▸ Tarefa: Reproduza, sem qualquer alteração, o trecho da fonte que vai de «24 de setembro» até «há na política.», inclusive.

INIMIGOS DA DEMOCRACIA. Francisco Assis escreveu, no Público, que publicações como o Jornal de Notícias e Correio da Manhã «constituem verdadeiros inimigos da democracia». Porque as «actuais linhas editoriais» dessas duas publicações apelam «às piores pulsões populares», que só contribuem «para a degradação de um espaço público que é indispensável para a afirmação de um verdadeiro debate democrático». Devo dizer que aprecio os políticos que enfrentam a comunicação social, e não me refiro aos que o fazem para se defenderem de alguma acusação. Aprecio porque é mais fácil não o fazer, e há muito se demonstrou não ser boa política atacar os media. Dito isto, Assis bem podia, sobre o caso a que se refere, acrescentar mais alguns. Podia, por exemplo, acrescentar o próprio jornal onde escreve, a SIC e a RTP.
27 de setembro de 2012
ENTRE O MAU E O PÉSSIMO. O mais engraçado nesta história de Romney, pelos vistos falsa, foi o modo como a generalidade dos cidadãos, conservadores ou liberais, republicanos ou democráticos, facilmente a tomou por verdadeira. Os americanos já se habituaram de tal modo às gaffes (chamemos-lhe gaffes para simplificar) de Romney que se o candidato republicano amanhã disser que a terra é quadrada já não estranham, nem sorriem. Depois de num jantar de angariação de fundos considerar que mais de metade dos americanos foge aos impostos e vive à custa do Estado, entre outras pérolas do mesmo quilate, já nada espanta em Romney. É por estas e por outras que me preparo, como há quatro anos, para votar Obama, então porque Obama me pareceu o menos mau, agora porque um é mau e o outro péssimo.
24 de setembro de 2012
DEMAGOGIA. A ministra da Agricultura resolveu cortar uvas no Douro como forma de mostrar, disse ela, que está atenta às dificuldades que afectam a viticultura duriense. Admito que possa estar enganado, mas se isto não é demagogia, então não sei o que é demagogia. Aliás, não é a primeira vez que a ministra se mete em exercícios demagógicos. Para quem, como ela, se meteu na política há dois dias, pelo menos na política partidária, convenhamos que aprendeu depressa o pior que há na política.

▸ Excertos dos registos:
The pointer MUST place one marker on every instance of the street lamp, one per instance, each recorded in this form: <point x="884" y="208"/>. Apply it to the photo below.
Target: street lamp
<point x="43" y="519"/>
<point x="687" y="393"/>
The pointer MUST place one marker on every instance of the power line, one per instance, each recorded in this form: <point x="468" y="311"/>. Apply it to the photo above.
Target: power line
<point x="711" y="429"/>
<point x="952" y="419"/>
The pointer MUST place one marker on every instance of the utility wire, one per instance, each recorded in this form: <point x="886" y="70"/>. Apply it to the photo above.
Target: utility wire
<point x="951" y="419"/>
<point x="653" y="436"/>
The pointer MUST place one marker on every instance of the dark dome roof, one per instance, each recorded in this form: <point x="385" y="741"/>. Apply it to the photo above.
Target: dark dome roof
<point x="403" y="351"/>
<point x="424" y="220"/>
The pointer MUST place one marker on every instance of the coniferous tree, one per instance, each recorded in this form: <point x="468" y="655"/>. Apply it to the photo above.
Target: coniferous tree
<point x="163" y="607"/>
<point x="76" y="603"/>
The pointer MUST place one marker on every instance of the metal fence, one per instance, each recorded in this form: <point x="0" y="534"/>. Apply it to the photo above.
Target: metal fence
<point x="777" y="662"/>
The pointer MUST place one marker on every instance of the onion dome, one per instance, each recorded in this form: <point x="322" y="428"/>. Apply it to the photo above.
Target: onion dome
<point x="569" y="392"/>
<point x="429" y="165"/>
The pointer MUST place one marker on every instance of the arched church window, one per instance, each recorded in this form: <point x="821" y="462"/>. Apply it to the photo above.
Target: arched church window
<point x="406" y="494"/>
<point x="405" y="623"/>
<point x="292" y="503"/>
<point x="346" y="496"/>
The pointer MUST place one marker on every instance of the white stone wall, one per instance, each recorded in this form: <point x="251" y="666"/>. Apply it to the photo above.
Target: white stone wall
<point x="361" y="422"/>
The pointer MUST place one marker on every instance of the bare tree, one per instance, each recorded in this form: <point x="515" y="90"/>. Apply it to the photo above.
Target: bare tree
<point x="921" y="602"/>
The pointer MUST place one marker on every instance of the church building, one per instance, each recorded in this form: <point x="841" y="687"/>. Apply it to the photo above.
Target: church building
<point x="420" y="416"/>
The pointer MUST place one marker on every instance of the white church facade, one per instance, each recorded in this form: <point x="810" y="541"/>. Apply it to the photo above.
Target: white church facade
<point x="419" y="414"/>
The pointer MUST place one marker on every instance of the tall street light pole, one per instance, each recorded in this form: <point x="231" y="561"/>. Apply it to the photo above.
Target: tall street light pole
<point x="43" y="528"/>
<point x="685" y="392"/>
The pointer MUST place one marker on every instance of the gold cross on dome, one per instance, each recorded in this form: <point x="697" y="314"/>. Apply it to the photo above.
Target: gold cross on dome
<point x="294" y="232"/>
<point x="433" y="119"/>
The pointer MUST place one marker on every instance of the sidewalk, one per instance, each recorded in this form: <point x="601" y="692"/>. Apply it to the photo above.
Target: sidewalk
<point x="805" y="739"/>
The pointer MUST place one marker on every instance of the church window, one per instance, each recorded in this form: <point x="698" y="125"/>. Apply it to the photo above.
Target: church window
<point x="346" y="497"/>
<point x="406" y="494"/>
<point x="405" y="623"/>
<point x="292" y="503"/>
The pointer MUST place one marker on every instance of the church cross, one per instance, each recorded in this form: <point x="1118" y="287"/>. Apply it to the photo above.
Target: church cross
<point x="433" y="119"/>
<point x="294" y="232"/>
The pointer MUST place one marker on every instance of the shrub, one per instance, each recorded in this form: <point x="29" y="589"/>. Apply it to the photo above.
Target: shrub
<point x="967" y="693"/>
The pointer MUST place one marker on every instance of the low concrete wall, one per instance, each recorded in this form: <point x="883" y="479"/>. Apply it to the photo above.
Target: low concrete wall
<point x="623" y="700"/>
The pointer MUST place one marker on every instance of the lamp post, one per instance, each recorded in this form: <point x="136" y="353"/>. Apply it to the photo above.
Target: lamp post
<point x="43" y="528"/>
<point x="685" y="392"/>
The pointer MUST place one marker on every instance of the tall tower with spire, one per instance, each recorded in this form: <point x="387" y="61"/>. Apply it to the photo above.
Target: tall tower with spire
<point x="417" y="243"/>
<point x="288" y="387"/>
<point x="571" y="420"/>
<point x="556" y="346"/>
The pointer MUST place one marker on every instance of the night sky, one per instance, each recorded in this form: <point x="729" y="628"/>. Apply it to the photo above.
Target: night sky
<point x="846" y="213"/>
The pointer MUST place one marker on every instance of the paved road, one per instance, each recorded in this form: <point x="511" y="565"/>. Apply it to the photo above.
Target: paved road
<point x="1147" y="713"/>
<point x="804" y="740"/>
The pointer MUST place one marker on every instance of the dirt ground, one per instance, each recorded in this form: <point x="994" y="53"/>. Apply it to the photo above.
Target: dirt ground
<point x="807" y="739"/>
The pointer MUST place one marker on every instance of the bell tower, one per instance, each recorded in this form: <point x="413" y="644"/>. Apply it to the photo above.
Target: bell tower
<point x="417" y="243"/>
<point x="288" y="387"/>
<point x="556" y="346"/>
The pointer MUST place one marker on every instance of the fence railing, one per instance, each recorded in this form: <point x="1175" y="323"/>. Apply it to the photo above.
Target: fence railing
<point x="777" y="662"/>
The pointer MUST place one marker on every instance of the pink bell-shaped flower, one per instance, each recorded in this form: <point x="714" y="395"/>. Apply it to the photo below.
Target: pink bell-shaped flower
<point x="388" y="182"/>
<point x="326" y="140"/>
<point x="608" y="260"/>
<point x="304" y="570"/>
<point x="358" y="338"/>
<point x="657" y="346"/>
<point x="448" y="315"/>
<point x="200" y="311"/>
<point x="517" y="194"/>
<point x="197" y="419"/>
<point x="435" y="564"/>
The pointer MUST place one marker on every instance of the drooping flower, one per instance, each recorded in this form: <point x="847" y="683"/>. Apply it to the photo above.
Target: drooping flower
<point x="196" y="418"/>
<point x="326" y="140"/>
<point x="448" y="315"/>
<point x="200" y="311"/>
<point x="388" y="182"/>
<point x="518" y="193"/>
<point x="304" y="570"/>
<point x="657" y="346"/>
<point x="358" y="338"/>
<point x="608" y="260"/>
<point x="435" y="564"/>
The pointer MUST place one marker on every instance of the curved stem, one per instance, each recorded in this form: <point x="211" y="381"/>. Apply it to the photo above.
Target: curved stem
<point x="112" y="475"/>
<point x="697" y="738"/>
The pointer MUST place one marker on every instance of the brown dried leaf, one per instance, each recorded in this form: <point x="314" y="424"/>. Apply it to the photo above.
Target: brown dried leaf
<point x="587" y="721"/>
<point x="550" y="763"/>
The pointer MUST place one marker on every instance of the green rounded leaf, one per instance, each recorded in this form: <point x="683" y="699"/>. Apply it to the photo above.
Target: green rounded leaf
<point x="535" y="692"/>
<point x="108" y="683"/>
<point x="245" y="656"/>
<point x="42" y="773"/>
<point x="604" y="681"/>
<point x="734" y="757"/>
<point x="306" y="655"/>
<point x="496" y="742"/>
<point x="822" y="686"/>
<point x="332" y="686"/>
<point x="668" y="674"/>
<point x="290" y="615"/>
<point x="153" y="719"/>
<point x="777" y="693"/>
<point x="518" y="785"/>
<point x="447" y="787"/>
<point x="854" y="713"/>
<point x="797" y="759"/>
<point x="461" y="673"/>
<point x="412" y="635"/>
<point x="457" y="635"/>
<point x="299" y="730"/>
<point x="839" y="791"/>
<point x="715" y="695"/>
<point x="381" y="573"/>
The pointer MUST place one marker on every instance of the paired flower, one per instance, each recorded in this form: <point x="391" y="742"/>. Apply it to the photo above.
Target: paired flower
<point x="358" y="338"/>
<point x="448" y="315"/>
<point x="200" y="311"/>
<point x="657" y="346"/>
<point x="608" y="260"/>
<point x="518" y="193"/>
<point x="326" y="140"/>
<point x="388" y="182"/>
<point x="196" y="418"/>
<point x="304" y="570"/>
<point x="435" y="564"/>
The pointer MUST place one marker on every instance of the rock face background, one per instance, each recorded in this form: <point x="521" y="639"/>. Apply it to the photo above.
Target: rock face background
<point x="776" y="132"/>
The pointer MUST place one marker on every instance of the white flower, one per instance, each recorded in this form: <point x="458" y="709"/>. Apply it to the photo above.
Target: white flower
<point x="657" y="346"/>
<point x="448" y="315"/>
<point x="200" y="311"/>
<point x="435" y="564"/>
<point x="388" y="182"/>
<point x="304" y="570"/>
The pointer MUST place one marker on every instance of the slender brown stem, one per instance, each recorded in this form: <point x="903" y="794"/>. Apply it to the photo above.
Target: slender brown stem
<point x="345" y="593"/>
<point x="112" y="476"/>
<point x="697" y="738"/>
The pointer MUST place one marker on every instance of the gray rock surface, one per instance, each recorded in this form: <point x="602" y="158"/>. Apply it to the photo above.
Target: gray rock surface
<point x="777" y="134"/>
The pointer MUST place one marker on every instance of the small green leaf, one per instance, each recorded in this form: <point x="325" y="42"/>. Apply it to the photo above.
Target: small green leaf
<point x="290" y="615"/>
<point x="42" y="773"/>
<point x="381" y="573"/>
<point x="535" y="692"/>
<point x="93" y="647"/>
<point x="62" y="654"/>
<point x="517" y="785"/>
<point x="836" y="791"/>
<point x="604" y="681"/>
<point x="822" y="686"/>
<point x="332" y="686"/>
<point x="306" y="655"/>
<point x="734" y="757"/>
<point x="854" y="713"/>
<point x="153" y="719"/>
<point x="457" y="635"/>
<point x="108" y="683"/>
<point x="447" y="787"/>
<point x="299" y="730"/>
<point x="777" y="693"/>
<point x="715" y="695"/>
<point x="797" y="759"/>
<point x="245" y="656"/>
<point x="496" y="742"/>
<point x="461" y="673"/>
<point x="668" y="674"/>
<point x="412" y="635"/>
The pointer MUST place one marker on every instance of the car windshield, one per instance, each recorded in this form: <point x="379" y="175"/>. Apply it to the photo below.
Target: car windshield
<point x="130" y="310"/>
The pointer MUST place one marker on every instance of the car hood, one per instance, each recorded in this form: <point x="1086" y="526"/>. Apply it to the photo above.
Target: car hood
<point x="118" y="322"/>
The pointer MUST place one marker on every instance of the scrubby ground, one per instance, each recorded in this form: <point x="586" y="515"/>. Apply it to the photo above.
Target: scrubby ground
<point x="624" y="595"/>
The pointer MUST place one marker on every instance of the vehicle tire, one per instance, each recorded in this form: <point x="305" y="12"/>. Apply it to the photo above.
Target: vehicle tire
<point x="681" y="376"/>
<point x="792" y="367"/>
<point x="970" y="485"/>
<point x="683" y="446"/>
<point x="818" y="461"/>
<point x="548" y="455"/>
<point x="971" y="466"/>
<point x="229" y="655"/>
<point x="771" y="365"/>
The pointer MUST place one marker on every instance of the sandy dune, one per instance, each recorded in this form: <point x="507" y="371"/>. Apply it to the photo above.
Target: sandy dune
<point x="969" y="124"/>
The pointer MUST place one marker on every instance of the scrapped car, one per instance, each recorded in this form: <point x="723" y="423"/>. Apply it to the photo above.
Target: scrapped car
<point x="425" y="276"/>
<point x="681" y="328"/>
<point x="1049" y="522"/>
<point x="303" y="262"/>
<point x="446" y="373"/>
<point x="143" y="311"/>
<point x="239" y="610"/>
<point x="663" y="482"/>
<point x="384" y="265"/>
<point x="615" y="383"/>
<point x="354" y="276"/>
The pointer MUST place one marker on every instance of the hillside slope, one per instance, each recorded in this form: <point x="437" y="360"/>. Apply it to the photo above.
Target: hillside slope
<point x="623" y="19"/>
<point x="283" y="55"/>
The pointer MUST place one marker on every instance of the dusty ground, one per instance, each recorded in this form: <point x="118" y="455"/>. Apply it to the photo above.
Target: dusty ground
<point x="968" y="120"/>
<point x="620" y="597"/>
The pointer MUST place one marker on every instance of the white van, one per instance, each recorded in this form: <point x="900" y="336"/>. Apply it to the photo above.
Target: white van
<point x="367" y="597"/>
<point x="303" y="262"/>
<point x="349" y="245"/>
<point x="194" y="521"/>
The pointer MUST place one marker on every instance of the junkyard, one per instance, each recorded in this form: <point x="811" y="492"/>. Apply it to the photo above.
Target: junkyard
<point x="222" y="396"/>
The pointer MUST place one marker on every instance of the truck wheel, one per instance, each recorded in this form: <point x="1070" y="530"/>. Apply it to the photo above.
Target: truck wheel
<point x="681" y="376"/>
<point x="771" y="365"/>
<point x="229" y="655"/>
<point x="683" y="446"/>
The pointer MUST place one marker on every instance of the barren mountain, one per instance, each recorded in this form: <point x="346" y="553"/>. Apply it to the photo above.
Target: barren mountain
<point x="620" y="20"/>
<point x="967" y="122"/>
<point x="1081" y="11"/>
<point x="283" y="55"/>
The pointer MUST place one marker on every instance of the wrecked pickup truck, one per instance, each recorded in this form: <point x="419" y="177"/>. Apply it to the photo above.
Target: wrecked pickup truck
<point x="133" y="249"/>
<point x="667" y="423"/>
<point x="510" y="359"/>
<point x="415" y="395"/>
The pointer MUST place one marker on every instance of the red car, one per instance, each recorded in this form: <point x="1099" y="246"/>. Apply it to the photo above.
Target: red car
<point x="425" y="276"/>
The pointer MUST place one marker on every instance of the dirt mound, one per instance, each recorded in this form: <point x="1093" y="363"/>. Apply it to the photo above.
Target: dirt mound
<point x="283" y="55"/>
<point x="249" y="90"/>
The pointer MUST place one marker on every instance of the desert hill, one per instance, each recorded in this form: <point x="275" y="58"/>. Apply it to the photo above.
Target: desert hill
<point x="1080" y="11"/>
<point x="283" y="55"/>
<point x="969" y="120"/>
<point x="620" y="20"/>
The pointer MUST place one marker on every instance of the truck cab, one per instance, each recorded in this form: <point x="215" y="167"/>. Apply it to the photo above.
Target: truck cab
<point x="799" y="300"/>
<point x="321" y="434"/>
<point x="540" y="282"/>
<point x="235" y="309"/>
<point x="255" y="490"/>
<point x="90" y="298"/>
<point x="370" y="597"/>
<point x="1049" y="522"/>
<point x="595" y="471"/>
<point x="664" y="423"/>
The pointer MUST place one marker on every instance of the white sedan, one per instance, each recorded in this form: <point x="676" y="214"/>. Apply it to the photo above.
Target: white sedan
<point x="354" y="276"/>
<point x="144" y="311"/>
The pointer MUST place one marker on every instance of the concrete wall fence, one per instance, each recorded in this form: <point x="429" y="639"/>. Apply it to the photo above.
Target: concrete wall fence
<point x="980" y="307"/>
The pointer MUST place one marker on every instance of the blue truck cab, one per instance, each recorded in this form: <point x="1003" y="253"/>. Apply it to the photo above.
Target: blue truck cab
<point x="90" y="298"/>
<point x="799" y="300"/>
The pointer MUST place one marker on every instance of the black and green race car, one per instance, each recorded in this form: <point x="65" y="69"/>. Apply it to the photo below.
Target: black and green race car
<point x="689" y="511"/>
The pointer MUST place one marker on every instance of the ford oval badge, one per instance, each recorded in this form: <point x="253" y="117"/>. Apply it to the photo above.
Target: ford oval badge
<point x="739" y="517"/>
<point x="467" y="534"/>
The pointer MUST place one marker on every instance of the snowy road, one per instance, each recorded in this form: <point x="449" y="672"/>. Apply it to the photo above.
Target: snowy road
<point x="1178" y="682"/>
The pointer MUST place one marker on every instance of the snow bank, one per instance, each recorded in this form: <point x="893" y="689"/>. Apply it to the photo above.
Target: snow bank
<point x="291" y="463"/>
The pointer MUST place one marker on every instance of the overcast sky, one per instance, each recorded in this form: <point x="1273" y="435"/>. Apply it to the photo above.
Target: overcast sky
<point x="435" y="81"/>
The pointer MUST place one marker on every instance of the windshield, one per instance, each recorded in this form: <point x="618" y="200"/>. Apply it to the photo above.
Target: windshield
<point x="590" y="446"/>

▸ Resolução:
24 de setembro de 2012
DEMAGOGIA. A ministra da Agricultura resolveu cortar uvas no Douro como forma de mostrar, disse ela, que está atenta às dificuldades que afectam a viticultura duriense. Admito que possa estar enganado, mas se isto não é demagogia, então não sei o que é demagogia. Aliás, não é a primeira vez que a ministra se mete em exercícios demagógicos. Para quem, como ela, se meteu na política há dois dias, pelo menos na política partidária, convenhamos que aprendeu depressa o pior que há na política.